TEXT SECTION:
-.-.-
Higher saturation will produce a decrease of the rock’s resistivity. Like for the pore water salinity, several empirical laws have been defined and generalisation is difficult. One can cite Archie’s law (1) for “clean” sediments.

Taylor and Barker (2002) have measured the resistivity of four different types of triassic sandstones under desaturation. The resistivity does not decrease linearly, and its drop is maximum in the samples with the lowest clay content: up to 250% total variation against 15–30% in clayey or shaly sandstones. Consequently, the response to variations in water content will be more perceptible in “clean” sediments.

All these properties are consequences of the general mechanisms of conduction in rocks, which are still inaccurately understood but usually considered as a balance between electrolytic and surface conduction phenomena. The above considerations can be expressed by the general idea that electrolytic conduction will be comparatively more important in sediments with low clay content, and therefore resistivity will vary more with pore water salinity and saturation level in such materials.
-.-.-
WORK TO COMPLETE:
a) Answer these questions about the passage on rock resistivity:
(i) Which law does the passage cite for "clean" sediments?
(ii) How many types of triassic sandstone did Taylor and Barker (2002) measure?
(iii) Conduction in rocks is usually considered a balance between which two phenomena?
b) Write the next few sentences of the passage on rock resistivity, picking up after its final sentence.

Stored records
-.-.-
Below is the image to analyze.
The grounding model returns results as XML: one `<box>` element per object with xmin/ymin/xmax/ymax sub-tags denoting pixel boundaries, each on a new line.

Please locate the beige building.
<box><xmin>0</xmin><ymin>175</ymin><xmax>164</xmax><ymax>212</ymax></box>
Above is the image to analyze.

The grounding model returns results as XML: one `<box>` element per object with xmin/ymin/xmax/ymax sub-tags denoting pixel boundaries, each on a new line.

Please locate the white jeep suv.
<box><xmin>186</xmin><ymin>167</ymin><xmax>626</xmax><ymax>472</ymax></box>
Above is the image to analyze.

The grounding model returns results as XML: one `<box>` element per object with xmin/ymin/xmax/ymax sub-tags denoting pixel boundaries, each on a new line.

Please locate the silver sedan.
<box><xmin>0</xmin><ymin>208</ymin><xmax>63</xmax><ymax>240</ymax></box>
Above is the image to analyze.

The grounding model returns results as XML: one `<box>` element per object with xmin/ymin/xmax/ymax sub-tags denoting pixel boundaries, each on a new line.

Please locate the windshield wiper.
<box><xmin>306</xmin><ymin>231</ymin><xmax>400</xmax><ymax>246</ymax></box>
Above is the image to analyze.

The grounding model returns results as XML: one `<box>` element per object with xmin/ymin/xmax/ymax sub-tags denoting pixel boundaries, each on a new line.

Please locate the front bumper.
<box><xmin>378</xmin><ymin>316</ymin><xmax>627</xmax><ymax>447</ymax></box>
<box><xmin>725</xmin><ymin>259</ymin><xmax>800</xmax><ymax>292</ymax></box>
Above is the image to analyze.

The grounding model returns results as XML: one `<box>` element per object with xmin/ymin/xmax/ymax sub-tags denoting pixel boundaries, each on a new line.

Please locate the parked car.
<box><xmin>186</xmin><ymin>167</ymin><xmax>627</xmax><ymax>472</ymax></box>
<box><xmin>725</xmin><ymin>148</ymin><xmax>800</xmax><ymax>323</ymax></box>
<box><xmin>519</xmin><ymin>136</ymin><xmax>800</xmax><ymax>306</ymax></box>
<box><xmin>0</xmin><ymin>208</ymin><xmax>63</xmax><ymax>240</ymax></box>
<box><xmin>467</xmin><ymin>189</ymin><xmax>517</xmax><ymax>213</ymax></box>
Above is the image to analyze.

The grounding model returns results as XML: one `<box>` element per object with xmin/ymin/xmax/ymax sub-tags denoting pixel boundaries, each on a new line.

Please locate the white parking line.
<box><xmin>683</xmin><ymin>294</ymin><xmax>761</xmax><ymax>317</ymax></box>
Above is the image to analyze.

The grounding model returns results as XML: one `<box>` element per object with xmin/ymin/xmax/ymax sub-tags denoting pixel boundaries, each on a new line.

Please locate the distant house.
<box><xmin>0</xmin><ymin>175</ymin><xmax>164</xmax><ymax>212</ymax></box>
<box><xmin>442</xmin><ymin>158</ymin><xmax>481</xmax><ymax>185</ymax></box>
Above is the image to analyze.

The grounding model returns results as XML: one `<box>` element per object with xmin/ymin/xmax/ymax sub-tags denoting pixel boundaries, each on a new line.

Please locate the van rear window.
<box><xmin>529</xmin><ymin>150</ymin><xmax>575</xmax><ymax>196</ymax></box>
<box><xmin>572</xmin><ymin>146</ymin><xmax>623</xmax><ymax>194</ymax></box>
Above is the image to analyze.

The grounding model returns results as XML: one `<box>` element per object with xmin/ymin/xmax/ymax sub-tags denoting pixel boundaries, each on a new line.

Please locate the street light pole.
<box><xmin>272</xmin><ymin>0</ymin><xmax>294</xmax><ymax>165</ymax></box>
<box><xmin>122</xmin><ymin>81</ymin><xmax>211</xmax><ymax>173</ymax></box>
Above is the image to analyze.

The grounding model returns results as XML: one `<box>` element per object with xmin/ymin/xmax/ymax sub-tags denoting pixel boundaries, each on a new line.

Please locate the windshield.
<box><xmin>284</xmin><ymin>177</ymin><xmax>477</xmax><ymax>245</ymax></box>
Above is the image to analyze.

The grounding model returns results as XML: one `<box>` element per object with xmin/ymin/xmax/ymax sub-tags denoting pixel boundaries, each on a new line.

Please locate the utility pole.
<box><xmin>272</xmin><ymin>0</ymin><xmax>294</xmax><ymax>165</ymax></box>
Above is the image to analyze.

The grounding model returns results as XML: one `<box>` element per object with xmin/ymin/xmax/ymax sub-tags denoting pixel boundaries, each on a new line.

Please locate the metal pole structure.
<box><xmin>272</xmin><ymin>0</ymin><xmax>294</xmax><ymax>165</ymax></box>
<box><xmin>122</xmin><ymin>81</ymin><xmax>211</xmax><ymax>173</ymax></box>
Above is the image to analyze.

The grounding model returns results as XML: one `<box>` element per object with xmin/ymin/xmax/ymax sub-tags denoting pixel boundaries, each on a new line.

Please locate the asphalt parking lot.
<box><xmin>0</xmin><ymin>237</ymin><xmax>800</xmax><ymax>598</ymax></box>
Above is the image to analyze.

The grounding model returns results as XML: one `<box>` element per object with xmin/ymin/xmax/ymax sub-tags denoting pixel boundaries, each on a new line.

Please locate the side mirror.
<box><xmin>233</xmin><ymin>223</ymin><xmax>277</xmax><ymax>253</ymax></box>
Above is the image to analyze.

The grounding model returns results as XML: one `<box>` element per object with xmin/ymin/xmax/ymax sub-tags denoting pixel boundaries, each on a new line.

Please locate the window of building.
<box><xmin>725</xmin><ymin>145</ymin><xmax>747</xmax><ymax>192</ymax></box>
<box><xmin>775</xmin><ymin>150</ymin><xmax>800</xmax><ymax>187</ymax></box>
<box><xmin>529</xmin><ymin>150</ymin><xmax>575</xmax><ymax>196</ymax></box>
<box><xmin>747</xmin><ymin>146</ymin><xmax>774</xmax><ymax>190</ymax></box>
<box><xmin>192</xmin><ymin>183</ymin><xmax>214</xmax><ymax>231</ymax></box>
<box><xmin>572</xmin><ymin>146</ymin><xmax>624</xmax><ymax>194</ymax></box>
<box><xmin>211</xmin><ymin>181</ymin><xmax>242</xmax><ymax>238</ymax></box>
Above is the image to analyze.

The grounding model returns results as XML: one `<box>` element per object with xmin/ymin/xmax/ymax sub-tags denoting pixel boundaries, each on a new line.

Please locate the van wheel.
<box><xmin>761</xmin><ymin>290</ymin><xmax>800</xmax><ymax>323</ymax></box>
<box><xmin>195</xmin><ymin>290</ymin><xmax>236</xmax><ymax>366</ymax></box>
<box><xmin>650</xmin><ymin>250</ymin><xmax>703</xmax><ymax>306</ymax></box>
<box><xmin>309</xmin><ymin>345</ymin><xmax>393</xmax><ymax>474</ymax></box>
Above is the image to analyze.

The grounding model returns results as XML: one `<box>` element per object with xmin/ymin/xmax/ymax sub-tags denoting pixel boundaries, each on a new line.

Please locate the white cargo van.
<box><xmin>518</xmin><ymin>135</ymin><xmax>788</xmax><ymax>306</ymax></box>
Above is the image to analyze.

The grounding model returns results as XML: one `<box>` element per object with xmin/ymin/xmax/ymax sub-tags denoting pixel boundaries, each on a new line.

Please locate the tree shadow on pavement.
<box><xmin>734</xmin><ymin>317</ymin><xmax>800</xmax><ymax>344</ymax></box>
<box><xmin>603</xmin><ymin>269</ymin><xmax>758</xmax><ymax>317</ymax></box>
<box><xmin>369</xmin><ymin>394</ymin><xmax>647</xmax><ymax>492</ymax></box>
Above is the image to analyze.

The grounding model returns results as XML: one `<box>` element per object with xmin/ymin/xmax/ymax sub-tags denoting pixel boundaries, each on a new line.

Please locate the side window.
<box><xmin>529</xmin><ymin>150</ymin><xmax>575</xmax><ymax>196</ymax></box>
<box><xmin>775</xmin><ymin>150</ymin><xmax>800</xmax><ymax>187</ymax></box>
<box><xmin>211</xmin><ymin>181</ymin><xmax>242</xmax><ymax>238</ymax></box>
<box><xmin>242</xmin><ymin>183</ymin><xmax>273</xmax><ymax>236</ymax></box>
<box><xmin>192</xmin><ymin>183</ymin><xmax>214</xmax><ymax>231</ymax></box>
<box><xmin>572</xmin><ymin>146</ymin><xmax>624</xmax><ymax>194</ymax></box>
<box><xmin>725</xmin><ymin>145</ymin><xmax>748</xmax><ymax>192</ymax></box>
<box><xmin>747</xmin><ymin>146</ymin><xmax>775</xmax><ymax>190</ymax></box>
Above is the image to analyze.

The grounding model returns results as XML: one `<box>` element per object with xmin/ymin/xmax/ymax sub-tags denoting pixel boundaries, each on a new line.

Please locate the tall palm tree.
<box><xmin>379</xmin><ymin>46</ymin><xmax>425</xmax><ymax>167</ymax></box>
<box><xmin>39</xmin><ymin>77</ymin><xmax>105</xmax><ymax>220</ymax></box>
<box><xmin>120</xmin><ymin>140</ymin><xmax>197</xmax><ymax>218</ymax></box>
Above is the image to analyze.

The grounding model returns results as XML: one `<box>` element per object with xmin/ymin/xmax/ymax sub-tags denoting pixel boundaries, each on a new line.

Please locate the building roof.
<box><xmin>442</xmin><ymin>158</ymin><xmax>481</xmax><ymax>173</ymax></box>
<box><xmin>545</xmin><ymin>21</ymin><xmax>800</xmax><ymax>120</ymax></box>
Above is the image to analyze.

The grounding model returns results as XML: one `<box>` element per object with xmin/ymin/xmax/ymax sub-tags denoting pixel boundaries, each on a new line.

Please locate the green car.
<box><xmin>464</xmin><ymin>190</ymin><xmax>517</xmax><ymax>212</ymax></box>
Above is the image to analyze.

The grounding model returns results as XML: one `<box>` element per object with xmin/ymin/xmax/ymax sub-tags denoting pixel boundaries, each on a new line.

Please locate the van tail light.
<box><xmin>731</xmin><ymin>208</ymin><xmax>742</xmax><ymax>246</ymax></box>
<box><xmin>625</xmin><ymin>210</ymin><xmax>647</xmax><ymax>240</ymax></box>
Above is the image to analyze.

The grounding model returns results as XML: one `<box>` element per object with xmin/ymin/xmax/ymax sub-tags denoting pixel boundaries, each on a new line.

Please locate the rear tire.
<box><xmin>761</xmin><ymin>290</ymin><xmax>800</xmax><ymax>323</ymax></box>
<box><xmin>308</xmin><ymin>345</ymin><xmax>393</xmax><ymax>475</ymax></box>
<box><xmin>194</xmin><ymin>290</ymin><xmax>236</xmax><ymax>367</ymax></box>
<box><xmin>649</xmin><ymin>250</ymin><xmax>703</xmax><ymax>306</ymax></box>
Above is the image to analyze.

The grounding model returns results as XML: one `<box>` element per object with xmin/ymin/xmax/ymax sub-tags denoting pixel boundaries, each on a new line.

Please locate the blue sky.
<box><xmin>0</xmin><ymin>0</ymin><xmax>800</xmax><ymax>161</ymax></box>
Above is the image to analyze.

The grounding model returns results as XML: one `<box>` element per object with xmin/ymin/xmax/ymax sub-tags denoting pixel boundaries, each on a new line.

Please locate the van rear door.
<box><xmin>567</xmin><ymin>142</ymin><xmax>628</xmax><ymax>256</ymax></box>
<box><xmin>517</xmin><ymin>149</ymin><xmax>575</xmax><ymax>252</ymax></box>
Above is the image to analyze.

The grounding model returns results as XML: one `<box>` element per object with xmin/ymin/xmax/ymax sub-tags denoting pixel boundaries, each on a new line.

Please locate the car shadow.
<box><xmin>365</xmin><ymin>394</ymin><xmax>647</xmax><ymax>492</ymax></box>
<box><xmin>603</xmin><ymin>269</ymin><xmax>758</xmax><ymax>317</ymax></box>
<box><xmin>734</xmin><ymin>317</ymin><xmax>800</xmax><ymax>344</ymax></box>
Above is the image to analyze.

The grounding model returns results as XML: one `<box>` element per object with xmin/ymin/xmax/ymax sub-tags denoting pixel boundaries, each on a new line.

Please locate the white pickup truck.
-.-.-
SET OF ANSWERS:
a)
(i) Archie's law
(ii) Four
(iii) Electrolytic conduction and surface conduction

b)
The results obtained on sandstones should be transposable to unconsolidated glaciofluvial sediments, although maybe not in every detail. In such sediments, the granulometric clay fraction does not always correspond to mineralogical clays, and this can cause some difference. Furthermore, pore connectivity can be expected to be better.

However, while it is possible to separate the effects of different parameters in a laboratory experiment, this is usually not possible in the field, and the observed resistivity changes are due to conjugate effects. The aim of the interpreter is to distinguish those that are predominant, but this is not always an easy task.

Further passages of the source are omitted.